**TASK DESCRIPTION**
Output the following listing verbatim, reproducing every line without alteration.
***** RECORDS FOR THE TASK
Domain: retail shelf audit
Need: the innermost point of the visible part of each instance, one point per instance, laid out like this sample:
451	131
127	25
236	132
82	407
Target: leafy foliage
**********
**EXERCISE SOLUTION**
Domain: retail shelf audit
Need: the innermost point of the visible part of each instance, one point per instance, laid out like this sample:
451	131
127	25
236	132
82	407
Target: leafy foliage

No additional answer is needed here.